### PROVIDED PASSAGE:
ChainIndexer: make epoch validation more comprehensive
rvagg opened this issue · 3 comments
Currently we are just comparing counts of things, assuming that if we have the right number of messages, events and event entries, then the epoch is properly indexed. This isn't necessarily true and it would be good to validate in more detail. Events are particularly hard since there is a lot of data to be fetched and compared. We already have the data from the blockstore though, so that's not an additional expense (we need to load an entire AMT just to get its length so we know what size to compare).
SQLite has some sha3
functionality. It's not clear to me if these are available programatically or if they are only available on the sqlite3
cli. If they are available programatically then we could generate hashes of specific columns in the database and compare that digest to a locally generated digest of the same fields. A select over event fields: emitter, event_index, message (cid?), and the associated event_entry fields: indexed, flags, key, codec, and maybe even value to do the whole lot, and then a sha3 of the results. Attempting to reconstruct this locally would be an interesting exercise.
Unfortunately this would tie us to SQLite functionality, so if we made the database pluggable we'd want to abstract this away somehow so that we can do something similar for another database.

### EXERCISE PROMPT:
Pick up the ChainIndexer epoch-validation issue after its final sentence and keep writing it.

### SOURCE EXCERPT:

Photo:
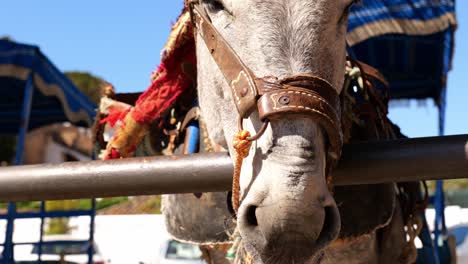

### RESULT OF THIS TASK:
Or, alternatively: just do a bulk select and compare everything in one go.
Another proposal that was raised at one point for this was to recalculate the AMT root of each of the messages' events and compare that to what the receipt says. That way we wouldn't even need to load the AMT from the blockstore and it may end up being more efficient. In theory we should have everything we need to do a lossless reconstruction. The only catch I see is that in ChainIndexer, as in the prior event storage code, we skip over any event where we can't look up the address for the actor ID. I don't know if in practice we have any epochs where this has ever happened, but it's a possibility in the code that such an event won't be stored.
I finally decided to investigate the practicality of AMT comparison: #12571
Still some issues with addresses to resolve, and it's unfortunately slower than just counting, which I didn't expect but I also think some of that may be due to using the RPC from lotus-shed and it may be quicker when done in-process.
Closed by #12632.